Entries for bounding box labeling
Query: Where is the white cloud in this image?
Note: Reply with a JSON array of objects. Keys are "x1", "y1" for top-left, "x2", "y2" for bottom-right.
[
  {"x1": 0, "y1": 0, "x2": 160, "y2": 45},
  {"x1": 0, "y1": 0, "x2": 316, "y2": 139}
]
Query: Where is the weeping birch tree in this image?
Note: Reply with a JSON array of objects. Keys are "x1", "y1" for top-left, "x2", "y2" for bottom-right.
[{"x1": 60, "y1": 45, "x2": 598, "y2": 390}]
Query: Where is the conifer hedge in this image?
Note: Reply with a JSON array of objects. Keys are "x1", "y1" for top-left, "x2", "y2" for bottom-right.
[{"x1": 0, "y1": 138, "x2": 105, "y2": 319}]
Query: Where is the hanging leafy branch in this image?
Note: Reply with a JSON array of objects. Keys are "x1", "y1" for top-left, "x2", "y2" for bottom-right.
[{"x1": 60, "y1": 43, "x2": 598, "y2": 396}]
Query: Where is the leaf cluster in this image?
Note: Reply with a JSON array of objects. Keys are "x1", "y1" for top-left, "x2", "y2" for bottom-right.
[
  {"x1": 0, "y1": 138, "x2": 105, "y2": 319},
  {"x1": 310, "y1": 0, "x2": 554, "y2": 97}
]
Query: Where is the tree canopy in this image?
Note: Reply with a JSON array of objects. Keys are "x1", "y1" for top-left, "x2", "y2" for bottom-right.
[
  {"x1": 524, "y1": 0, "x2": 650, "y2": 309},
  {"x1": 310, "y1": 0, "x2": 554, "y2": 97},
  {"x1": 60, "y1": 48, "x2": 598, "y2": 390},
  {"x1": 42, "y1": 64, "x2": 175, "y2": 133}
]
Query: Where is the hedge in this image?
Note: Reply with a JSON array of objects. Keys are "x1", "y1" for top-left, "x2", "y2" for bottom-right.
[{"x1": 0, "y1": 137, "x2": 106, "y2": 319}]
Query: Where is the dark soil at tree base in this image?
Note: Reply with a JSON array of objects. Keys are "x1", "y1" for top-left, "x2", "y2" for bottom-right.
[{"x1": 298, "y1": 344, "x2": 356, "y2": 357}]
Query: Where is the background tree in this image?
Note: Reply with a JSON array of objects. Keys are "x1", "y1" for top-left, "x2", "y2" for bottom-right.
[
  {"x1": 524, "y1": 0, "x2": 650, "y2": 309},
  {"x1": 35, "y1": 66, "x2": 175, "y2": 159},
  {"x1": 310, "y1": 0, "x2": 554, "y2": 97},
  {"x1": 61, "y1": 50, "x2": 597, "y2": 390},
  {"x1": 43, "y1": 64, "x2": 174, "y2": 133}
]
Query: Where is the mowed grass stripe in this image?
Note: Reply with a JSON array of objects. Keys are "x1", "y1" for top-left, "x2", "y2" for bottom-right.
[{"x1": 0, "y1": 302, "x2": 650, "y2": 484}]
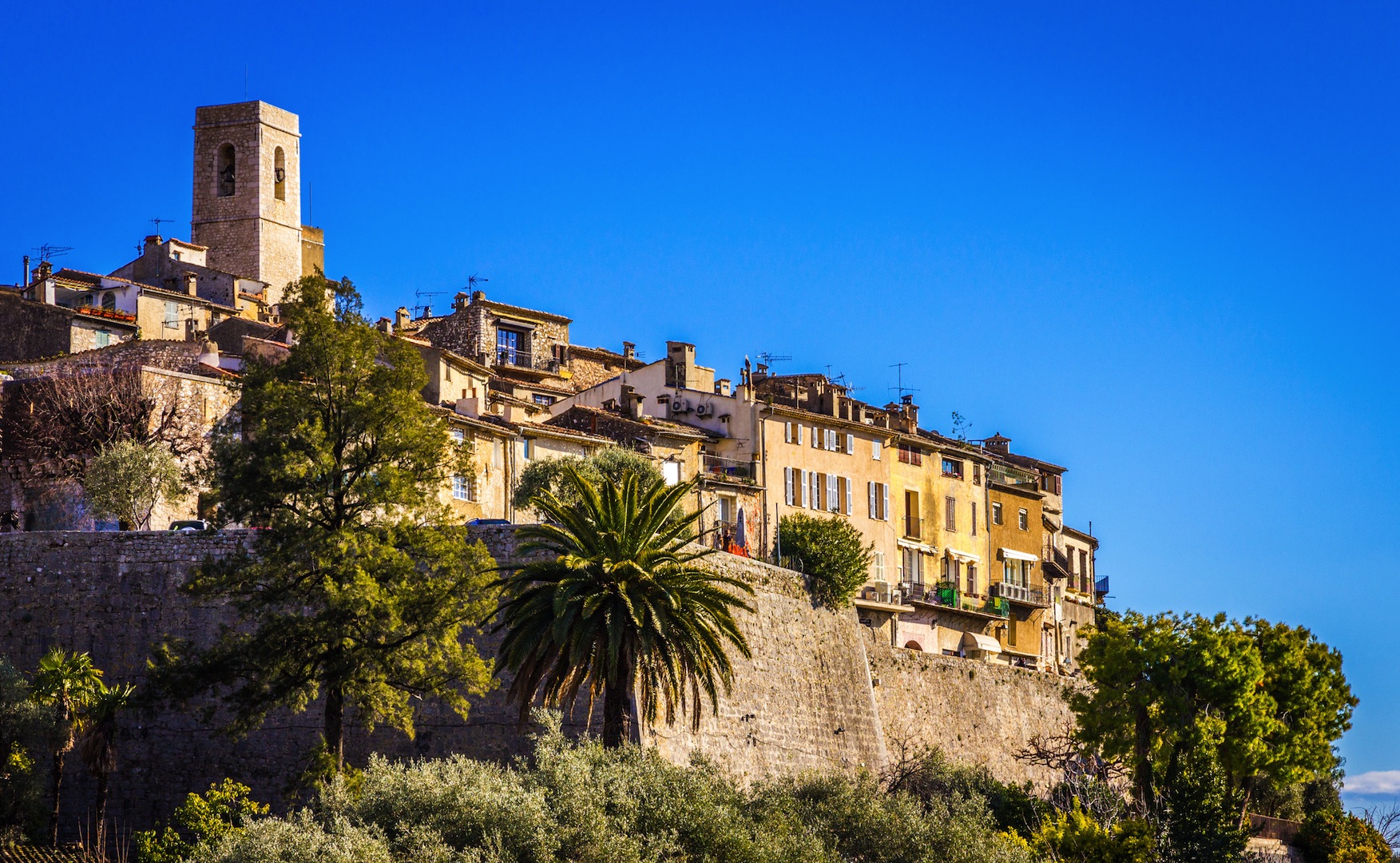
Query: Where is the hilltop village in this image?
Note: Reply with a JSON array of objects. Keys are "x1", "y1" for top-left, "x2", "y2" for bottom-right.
[{"x1": 0, "y1": 102, "x2": 1108, "y2": 675}]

→ Direction: Each entry above is to be written out again unchanged, apart from the pictures, which are left out.

→ Solution for this exercise:
Query: Where is the white cloud in this image?
Note: Reply with a JSON array of objects. Keys are "x1", "y1" for top-left, "x2", "y2" for bottom-right.
[
  {"x1": 0, "y1": 0, "x2": 160, "y2": 45},
  {"x1": 0, "y1": 0, "x2": 316, "y2": 139}
]
Query: Where is the weeping birch tree in this image?
Note: Reply with a JSON array of objects. Keys are "x1", "y1" for top-left, "x2", "y2" for bottom-right.
[{"x1": 60, "y1": 45, "x2": 598, "y2": 390}]
Query: Where is the conifer hedge in this image?
Note: Reply with a JSON array of objects. Keys are "x1", "y1" for top-left, "x2", "y2" for bottom-right.
[{"x1": 0, "y1": 138, "x2": 105, "y2": 319}]
Query: Where is the hanging leafy branch in this image?
Note: Reply with a JSON array of objects. Keys are "x1", "y1" for top-left, "x2", "y2" for bottom-right.
[{"x1": 60, "y1": 43, "x2": 598, "y2": 396}]
Query: Where is the leaf cluster in this image?
Note: Reply with a JSON array of objects. Keys are "x1", "y1" for top-left, "x2", "y2" for bottom-right.
[
  {"x1": 0, "y1": 138, "x2": 105, "y2": 319},
  {"x1": 310, "y1": 0, "x2": 554, "y2": 97}
]
Query: Where is the tree canopy in this image?
Note: Reply with a JSON array of objects. Keys are "x1", "y1" for top-left, "x2", "y2" for bottom-right.
[
  {"x1": 524, "y1": 0, "x2": 650, "y2": 309},
  {"x1": 310, "y1": 0, "x2": 554, "y2": 97},
  {"x1": 60, "y1": 48, "x2": 598, "y2": 390},
  {"x1": 42, "y1": 64, "x2": 175, "y2": 133}
]
Query: Where is the hedge in this image?
Note: Reply with a JSON array of objects. Keys are "x1", "y1" for top-left, "x2", "y2" for bottom-right.
[{"x1": 0, "y1": 137, "x2": 106, "y2": 319}]
Query: Where is the dark soil at tree base in this image?
Note: Reply with a JSON array of objects. Keys are "x1", "y1" for top-left, "x2", "y2" for bottom-right.
[{"x1": 298, "y1": 344, "x2": 356, "y2": 357}]
Query: Where is the background tree in this image?
Note: Reply with a JSON array of objects. Keys are "x1", "y1" for top-left, "x2", "y2" for bottom-right.
[
  {"x1": 524, "y1": 0, "x2": 650, "y2": 309},
  {"x1": 35, "y1": 66, "x2": 175, "y2": 159},
  {"x1": 310, "y1": 0, "x2": 554, "y2": 97},
  {"x1": 61, "y1": 50, "x2": 597, "y2": 390},
  {"x1": 43, "y1": 64, "x2": 174, "y2": 133}
]
Query: Where is the mowed grass stripe in this image?
Note: Reply with a JSON array of objects. Keys are "x1", "y1" for top-left, "x2", "y2" for bottom-right.
[{"x1": 0, "y1": 302, "x2": 650, "y2": 484}]
Query: Where is the hilltop village in this image?
Note: Reply with a JSON array of objects. Keys are "x1", "y1" for top-left, "x2", "y2" for bottom-right.
[{"x1": 0, "y1": 102, "x2": 1108, "y2": 675}]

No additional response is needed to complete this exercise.